Raw data
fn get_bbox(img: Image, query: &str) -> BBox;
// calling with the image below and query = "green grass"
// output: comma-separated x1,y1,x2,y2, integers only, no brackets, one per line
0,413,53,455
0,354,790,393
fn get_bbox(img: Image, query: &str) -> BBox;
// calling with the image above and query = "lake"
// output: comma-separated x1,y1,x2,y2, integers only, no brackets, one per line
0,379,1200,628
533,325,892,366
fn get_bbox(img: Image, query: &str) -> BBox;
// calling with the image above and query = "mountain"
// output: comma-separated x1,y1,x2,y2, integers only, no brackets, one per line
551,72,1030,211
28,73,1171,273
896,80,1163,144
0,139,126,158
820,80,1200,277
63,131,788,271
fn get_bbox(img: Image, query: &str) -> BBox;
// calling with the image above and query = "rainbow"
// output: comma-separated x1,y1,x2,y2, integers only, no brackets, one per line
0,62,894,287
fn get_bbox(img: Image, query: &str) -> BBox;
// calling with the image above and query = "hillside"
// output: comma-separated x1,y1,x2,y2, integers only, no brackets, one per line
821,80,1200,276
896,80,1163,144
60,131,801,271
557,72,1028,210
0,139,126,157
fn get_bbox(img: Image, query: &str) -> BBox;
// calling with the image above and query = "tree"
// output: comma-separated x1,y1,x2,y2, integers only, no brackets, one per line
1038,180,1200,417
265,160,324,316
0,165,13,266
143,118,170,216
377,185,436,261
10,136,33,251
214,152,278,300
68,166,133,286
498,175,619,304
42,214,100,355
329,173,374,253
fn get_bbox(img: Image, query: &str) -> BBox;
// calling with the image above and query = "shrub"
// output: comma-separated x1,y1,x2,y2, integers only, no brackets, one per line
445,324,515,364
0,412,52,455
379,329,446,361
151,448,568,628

Task directions
Copy out the records word for word, beginning with their first line and going on through the line containing "0,139,126,157", with both of those lines included.

Written answer
fn get_bbox(img: Image, query: &str) -> BBox;
// calling with the image below and query = "green grass"
// output: comma-separated x1,y1,x2,y2, integers only, no brackets, one per line
0,413,53,455
0,354,790,393
fn get_bbox(img: Image, query: &str) -> BBox;
// calling with the image above and query = "lake"
// output: comma-separated x1,y1,x2,y2, integers only, no brackets, one per line
0,379,1200,628
533,325,892,366
fn get_bbox(img: Image, query: &str) -> BBox;
// calling with the image above and query = "mountain"
// output: comma-separated x1,y1,x2,y2, integers only, no brackets, one per line
551,72,1030,211
28,73,1171,273
896,80,1163,144
0,139,126,158
820,80,1200,277
63,131,788,271
fn get_bbox(img: Image, query: &str) -> BBox;
// calling with the image above and query = "rainbow"
// output: comma-separated x1,y1,x2,y2, integers only, no brackets, one per line
0,62,894,287
fn get_bbox(img: Image, query: &str) -> BBox;
// calling with the image above and query = "hillside"
// output: comma-separated x1,y1,x2,y2, integers only, no brackets, one per line
821,80,1200,276
896,80,1163,144
60,131,801,271
557,72,1028,210
0,139,126,157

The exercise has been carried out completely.